The discriminatory ability of the seventeen circulating inflammatory biomarkers was assessed through receiver operating characteristic (ROC) curve analysis. High diagnostic accuracy, with an area under the curve (AUC) > 0.85, was registered for the following four analytes: CXCL10 (AUC = 0.888, p = 0.0001, sensitivity = 94.4%, specificity = 80.0%), TNF (AUC = 0.851, p = 0.0006, sensitivity = 88.8%, specificity = 73.3%), CXCL9 (AUC = 0.870, p = 0.0003, sensitivity = 83.3%, specificity = 80.0%), and CX3CL1 (AUC = 0.859, p = 0.0005, sensitivity = 83.3%, specificity = 80.0%) (Figure 4a). The best diagnostic performance was, however, obtained using the four-protein panel (AUC = 0.903, p < 0. 0001, sensitivity = 86.7%, specificity = 83.3%) (Figure 4b).

Figure 4.

Predictive accuracy of circulating biomarkers to discriminate between patients with SSc and HCs. (a) Logistic ROC curves of individual proteins. (b) Logistic ROC curve of the multi-protein (CXCL10, TNF, CXCL9, CX3CL1) panel. ROC, receiver operating characteristic; ROC-AUC, the area under the ROC curve.

3. Discussion

Immune alterations are a prominent culprit in SSc pathogenesis. Innate immune activation, the loss of self-tolerance, the production of highly specific and mutually exclusive autoantibodies, and evidence of an “interferon signature” are key processes shown to modulate both vasculopathy and fibrosis [15]. Recently employed single-cell RNA sequencing techniques and various “omics” approaches confirm the complexity and heterogeneity of the disease [16,17], thus supporting more research in the field of inflammation and immune dysregulation.

In this study, we applied the antibody-based Olink^® assay to identify distinct inflammatory profiles in SSc and investigate the diagnostic and classification performance of circulating proteins. Targeted proteomic profiling of the 92 inflammatory analytes included in the panel revealed that patients with SSc have a distinct protein signature compared to that of healthy volunteers. The protein abundances of the seventeen differentially expressed plasma analytes were further used to categorize patients with SSc into a low-inflammatory and a high-inflammatory endotype. Four circulating proteins (TNF, CXCL9, TNFRSF9, and CXCL10) were positively correlated with disease duration, suggesting a persistent Th 1 response as the disease progresses. Moreover, TNF, CXCL9, CXCL10, and CX3CL1 showed diagnostic potential with the best predictive accuracy being obtained when using the four-protein panel.

DATA SHOWN:
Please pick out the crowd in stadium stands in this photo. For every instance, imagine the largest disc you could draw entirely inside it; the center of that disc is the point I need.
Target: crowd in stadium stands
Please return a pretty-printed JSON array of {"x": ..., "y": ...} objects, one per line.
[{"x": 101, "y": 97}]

WHAT YOU NEED TO DO: In the excerpt on inflammatory biomarkers in SSc, which four circulating proteins were positively correlated with disease duration?

RESULT: TNF, CXCL9, TNFRSF9, and CXCL10.